Excerto fornecido.

━━━

O tráfico de seres humanos, muitas vezes com o objetivo de recolher órgãos para transplantação, é a segunda prática criminosa mais lucrativa do mundo, segundo a ONU, só ultrapassada pelo tráfico de armas. Surpreendido? Acompanhe-nos nesta viagem pelo lado mais obscuro de uma economia à margem da lei: o tráfico de órgãos humanos.
No dia 7 de agosto de 2018 foram publicados, em Diário da República, a Resolução da Assembleia da República e o Decreto do Presidente da República que permitiram a aprovação e a ratificação, respetivamente, da Convenção do Conselho da Europa contra o Tráfico de Órgãos Humanos. Esta Convenção representa um marco histórico uma vez que é o primeiro instrumento legal que fornece uma definição internacional consensual de tráfico de órgãos.
As disposições desta Convenção, assinada em Santiago de Compostela, no dia 22 de março de 2015, exigem às Partes a incriminação da extração ilícita de órgãos humanos de dadores vivos ou mortos, caso seja levada a cabo sem o consentimento livre, informado e específico do dador ou, no caso de dadores falecidos, sem que a extração seja permitida pelo direito interno. Exige a incriminação, como contrapartida da extração de órgãos, caso o dador vivo, ou um terceiro, receba um proveito financeiro ou vantagem equivalente e ainda nas situações em que, como contrapartida da extração de órgãos de um dador morto, um terceiro receba um proveito financeiro ou vantagem comparável.
A Convenção estabelece também medidas de proteção das vítimas, não esquecendo as medidas de prevenção com o propósito de garantir a transparência e o acesso equitativo aos serviços de transplantação. E, com vista à preparação de medidas legislativas e outras que se revelem necessárias para a concretização das disposições desta Convenção, foi constituído um grupo de trabalho interministerial.
Claro que não será difícil percebermos o desespero de quem descobre que a sua vida depende de um transplante de órgãos, integrando uma lista de espera pouco animadora. Será tentador pensar: haverá alternativa?
Mas se lhe dissermos que milhares de pessoas morrem ou ficam com sequelas graves depois destes transplantes efetuados neste mercado paralelo? Segundo o Instituto Português do Sangue e da Transplantação (IPST), 5% a 10% dos transplantes realizados anualmente resultam de tráfico de órgãos, sendo que 50% a 70% dos doentes transplantados com rins, recorrendo a esta via, desenvolveram infeções gravíssimas que levaram à morte em 20% dos casos.
O tráfico de órgãos ocorre geralmente fora da União Europeia, em países como a China e a Índia onde os transplantes podem ser feitos, em clínicas improvisadas, sem condições de segurança e higiene, comprometendo a saúde de dadores e recetores. Todavia, nenhum país está imune ao tráfico de órgãos, já que, à escala mundial, a oferta de órgãos fica aquém das necessidades da população. No nosso país, a doação após a morte é regra. Contudo, há cidadãos que, não concordando, se inscrevem no Registo Nacional de Não Dadores. Felizmente são poucos.
É importante frisar que o tráfico de órgãos humanos constitui uma violação grave dos direitos humanos, uma afronta à própria noção de dignidade humana e, não só uma ameaça grave para a saúde dos intervenientes, mas também uma questão de saúde pública. Ora, nestes casos, prevenir será sempre o melhor remédio.

━━━

(Dados armazenados)
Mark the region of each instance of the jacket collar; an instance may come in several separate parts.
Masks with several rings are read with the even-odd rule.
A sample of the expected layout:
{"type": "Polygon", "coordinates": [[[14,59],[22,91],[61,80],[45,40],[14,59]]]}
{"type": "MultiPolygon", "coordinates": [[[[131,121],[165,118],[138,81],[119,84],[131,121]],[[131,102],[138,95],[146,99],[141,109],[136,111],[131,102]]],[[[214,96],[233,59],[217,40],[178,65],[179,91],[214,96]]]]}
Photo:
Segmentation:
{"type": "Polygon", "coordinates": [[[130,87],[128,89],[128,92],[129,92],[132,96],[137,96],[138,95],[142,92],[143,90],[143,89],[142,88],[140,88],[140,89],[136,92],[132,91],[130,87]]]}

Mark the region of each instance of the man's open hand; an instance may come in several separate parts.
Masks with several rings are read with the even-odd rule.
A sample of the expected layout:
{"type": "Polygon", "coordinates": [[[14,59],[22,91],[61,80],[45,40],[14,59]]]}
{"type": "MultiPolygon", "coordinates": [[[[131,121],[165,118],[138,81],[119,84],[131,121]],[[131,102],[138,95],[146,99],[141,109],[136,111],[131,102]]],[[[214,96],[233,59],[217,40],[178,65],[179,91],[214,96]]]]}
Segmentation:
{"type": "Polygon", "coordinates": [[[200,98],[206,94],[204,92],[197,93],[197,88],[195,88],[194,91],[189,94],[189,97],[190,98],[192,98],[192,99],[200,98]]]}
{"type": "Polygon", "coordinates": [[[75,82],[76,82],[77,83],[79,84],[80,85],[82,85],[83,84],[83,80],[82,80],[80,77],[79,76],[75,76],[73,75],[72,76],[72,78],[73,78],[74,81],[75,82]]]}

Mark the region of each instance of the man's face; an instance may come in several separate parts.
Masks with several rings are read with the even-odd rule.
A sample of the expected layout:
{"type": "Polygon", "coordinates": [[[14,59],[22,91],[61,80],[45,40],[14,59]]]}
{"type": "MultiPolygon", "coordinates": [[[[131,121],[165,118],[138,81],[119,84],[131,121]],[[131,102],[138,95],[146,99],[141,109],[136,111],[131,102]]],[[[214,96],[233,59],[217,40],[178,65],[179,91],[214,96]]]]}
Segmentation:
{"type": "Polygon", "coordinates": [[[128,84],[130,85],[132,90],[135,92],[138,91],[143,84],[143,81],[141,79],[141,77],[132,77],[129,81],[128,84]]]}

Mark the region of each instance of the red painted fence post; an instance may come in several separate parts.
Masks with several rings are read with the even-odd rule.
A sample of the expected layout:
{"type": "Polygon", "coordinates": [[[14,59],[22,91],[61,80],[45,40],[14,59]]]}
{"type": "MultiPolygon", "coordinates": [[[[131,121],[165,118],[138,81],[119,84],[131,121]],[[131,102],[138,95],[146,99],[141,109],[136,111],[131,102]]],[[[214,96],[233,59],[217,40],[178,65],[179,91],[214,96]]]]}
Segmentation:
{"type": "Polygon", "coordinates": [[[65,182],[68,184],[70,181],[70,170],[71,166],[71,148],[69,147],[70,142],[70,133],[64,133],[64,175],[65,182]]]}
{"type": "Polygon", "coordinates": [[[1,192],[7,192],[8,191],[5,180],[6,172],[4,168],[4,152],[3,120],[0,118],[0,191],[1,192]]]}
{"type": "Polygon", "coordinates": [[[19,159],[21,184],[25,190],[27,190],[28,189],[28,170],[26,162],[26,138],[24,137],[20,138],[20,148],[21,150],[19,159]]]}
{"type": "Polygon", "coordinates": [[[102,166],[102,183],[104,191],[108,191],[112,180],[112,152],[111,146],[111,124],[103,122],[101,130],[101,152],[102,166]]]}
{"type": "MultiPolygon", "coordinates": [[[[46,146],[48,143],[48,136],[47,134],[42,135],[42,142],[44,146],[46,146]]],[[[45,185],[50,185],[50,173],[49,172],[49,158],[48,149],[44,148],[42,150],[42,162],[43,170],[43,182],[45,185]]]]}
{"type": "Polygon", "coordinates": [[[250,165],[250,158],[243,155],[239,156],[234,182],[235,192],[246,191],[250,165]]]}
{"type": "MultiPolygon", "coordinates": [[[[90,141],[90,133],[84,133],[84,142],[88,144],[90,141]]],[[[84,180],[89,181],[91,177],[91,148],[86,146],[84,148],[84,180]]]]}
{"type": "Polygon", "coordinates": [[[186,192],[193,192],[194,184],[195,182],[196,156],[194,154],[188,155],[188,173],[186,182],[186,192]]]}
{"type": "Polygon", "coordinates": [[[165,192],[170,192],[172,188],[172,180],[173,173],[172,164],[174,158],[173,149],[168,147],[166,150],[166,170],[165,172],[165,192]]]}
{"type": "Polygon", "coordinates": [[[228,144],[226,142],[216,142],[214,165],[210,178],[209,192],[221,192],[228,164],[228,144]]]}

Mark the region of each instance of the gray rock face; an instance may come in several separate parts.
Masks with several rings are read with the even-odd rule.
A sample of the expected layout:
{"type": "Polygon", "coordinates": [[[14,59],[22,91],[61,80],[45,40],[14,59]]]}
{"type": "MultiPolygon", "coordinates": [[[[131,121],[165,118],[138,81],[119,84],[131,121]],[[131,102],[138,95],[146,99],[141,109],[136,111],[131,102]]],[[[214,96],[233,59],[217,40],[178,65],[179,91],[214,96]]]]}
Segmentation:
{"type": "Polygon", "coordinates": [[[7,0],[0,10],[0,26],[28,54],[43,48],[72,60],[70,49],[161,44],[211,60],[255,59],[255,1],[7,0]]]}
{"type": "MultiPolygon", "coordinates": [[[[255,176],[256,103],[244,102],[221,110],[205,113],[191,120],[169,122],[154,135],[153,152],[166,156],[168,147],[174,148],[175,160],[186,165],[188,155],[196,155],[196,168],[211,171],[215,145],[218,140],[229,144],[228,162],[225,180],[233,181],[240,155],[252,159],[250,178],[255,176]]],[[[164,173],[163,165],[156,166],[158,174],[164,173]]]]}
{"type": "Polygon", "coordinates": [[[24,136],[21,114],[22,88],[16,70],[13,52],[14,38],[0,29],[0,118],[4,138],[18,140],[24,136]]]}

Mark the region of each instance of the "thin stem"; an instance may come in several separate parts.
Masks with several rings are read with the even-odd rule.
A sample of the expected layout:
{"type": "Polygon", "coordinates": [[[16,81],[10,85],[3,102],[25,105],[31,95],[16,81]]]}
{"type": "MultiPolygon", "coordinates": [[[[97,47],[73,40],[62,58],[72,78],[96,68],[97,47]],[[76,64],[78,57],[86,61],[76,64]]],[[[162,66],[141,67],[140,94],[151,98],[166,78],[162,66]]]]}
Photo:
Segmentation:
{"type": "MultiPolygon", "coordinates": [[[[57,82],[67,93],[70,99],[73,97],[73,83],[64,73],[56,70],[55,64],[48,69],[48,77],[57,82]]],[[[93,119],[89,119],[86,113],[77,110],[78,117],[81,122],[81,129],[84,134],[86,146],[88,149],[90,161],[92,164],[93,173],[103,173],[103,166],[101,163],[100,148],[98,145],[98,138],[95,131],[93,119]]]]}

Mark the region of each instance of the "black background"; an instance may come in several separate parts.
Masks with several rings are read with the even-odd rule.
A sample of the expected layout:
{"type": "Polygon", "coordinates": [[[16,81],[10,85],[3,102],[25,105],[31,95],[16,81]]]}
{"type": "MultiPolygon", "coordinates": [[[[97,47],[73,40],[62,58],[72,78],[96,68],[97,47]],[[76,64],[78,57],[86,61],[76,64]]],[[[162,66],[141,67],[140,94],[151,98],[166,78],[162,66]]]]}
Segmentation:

━━━

Tarefa A.
Segundo o excerto fornecido, em que cidade e em que data foi assinada a Convenção do Conselho da Europa contra o Tráfico de Órgãos Humanos?
Tarefa B.
Enumere todas as situações que, de acordo com o excerto fornecido, a Convenção exige às Partes que incriminem.

A sua resposta A.
Em Santiago de Compostela, a 22 de março de 2015.

A sua resposta B.
- A extração de órgãos humanos de dadores vivos ou mortos sem o consentimento livre, informado e específico do dador ou, no caso de dadores falecidos, sem que a extração seja permitida pelo direito interno.
- Os casos em que o dador vivo, ou um terceiro, recebe um proveito financeiro ou vantagem equivalente como contrapartida da extração de órgãos.
- Os casos em que um terceiro recebe um proveito financeiro ou vantagem comparável como contrapartida da extração de órgãos de um dador morto.